DATASET ENTRIES:
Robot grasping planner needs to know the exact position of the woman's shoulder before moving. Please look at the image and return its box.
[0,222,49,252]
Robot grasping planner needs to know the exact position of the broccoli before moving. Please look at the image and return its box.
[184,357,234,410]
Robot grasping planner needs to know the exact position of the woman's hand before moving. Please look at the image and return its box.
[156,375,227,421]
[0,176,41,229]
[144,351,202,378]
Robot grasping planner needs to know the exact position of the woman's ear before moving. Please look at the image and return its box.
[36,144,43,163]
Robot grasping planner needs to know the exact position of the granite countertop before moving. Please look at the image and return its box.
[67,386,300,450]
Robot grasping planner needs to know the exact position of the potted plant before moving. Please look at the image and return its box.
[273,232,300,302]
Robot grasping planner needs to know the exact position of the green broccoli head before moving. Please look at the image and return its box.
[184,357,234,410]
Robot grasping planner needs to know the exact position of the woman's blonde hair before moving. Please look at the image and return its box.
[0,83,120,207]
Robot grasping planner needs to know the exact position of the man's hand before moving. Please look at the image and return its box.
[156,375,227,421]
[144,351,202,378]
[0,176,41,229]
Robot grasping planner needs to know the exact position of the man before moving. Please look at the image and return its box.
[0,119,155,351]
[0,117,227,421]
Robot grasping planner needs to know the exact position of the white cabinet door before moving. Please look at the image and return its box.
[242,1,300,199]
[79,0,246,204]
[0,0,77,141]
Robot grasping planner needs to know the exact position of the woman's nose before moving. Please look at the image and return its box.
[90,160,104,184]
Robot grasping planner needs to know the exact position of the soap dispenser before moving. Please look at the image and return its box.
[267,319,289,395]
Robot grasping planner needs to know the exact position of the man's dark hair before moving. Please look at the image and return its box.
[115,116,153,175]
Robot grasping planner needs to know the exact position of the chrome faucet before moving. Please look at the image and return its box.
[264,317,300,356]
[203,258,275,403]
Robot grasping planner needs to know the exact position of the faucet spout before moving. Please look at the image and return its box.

WRITTEN REQUEST:
Substitute "precise location" for every occurrence of "exact position" in the material above, and reproduce all its lines with no other changes.

TASK RESPONSE:
Robot grasping planner needs to know the precise location of the woman's shoulder before moving. Please look at the image and return its box.
[0,222,49,252]
Robot grasping planner needs to know the precise location of the broccoli before moving. Please look at the image and return its box.
[184,357,234,410]
Robot grasping planner needs to know the precise location of the woman's hand before moving. Please look at the image and return its box.
[156,375,227,421]
[0,176,41,229]
[144,351,202,378]
Robot grasping planner needs to know the precise location of the woman's ear before moving. Please look at the image and return its box.
[36,144,43,163]
Robot grasping planner needs to know the precise location of the granite countertop before moving. Please look at the image and return its box.
[67,386,300,450]
Robot grasping planner needs to know the precise location of the potted plant before moving. Please look at the image and return its box.
[273,232,300,302]
Robot grasping planner needs to know the precise location of the green broccoli head before moving. Please look at the image and return its box.
[184,357,234,410]
Robot grasping planner needs to know the precise location of the woman's blonde hair before moving. Please look at the image and return its box.
[0,83,120,207]
Robot grasping planner needs to know the precise location of the man's hand before moving. Please look at the image and return its box.
[156,375,227,421]
[144,351,202,378]
[0,176,41,229]
Robot grasping planner needs to know the precise location of the man before moving. Please look at the image and return its box.
[0,119,155,351]
[0,117,227,421]
Robot grasping planner needs to know the precise location of the white cabinet door before moving. Please look at the image and return its box.
[242,1,300,199]
[79,0,246,204]
[0,0,77,141]
Robot grasping planner needs to know the precise location of the woman's nose before moving. Please look at the image and return its box.
[90,160,104,184]
Robot grasping planner needs to know the precise location of the soap dispenser before moving. Please look at the image and return its box.
[267,319,289,395]
Robot grasping planner needs to know the precise location of the man's dark hair before moving. Please look at the image and return its box.
[115,116,153,175]
Robot grasping planner needs to know the precise location of the chrome faucet before moving. Please look at the image and return its box.
[264,317,300,356]
[203,258,275,403]
Robot grasping planner needs to know the precise location of the faucet spout before moving. Please look at the image and return its box.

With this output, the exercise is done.